━━━━━ Excerpted passage ━━━━━
The romantic comedies we fall in love with have simple premises
and complex characters. There's a reason the formula goes "boy meets girl,
boy loses girl, boy gets girl back"--three acts, no waiting. The stories
are thin precisely so the characters have room to display the full range of
their personalities and put us under their spell. We want to nudge Cary
Grant into Irene Dunne's bedroom in The Awful Truth; we want Julia
Roberts to hold out for her fantasy in Pretty Woman.
The Object of My Affection is based on a novel by Stephen
McCauley and has a novel's surfeit of incident. It's crowded with events
and crises, and as a result, the protagonists, Nina and George (Jennifer
Aniston and Paul Rudd), never get a chance to turn on the tractor beam of
attractiveness. Nina's dissatisfaction with her boyfriend Vince (John
Pankow) leads to a deepening friendship with her gay roommate George.
Discovering she's pregnant, Nina enlists George to help her raise the
child, playing on his affection for her and on his desire for the ordinary
pleasures of childhood. But when George tries to have a normal love life,
he provokes Nina's jealousy.
Good ideas abound in the screenplay by Wendy Wasserstein: that a family
need not happen biologically but can be constructed by choice, like a kit;
or that gay relationships suffer from a stigma of impermanence because
marriage is not an option. These dramatic situations are garnished with
throwaway jokes about pretentious A-list New Yorkers, personified by Nina's
stepsister and her literary-agent husband (Allison Janney and Alan Alda).
In fact, the comedy is only an occasional fillip on an essentially dramatic
storyline, leaving Aniston's most potent talent undisplayed.
Aniston and Rudd have little chemistry, comic or otherwise, and thus
have to spend too much time going through the plot's various wringers to
develop any character. Their goofy amiability never becomes radiant charm,
and perhaps some of the fault can be laid at their rather lightweight
skills. Nigel Hawthorne arrives about halfway through The Object of My
Affection, playing a drama critic plagued by unrequited love; his
sober, poignant presence lends a dignity and wisdom to the film in just a
few short scenes. Now there's an actor, and a character, who could
anchor a romance and inspire undying affection.
━━━━━ Available data ━━━━━
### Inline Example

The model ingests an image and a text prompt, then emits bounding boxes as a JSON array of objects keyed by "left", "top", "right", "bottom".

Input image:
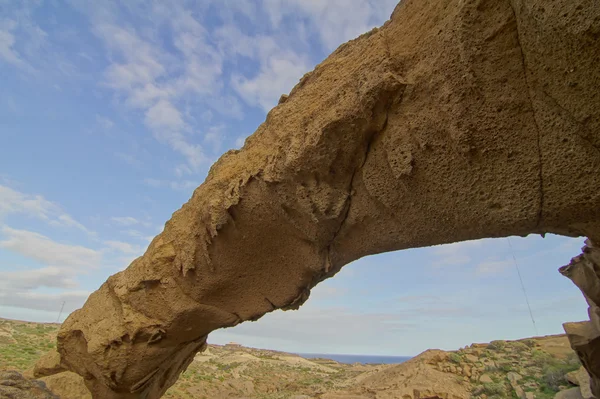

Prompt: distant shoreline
[{"left": 296, "top": 353, "right": 412, "bottom": 364}]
━━━━━
Your task: Could you quote the review of The Object of My Affection from "Good ideas abound" up to and including "and Alan Alda)."?

Problem solution:
Good ideas abound in the screenplay by Wendy Wasserstein: that a family
need not happen biologically but can be constructed by choice, like a kit;
or that gay relationships suffer from a stigma of impermanence because
marriage is not an option. These dramatic situations are garnished with
throwaway jokes about pretentious A-list New Yorkers, personified by Nina's
stepsister and her literary-agent husband (Allison Janney and Alan Alda).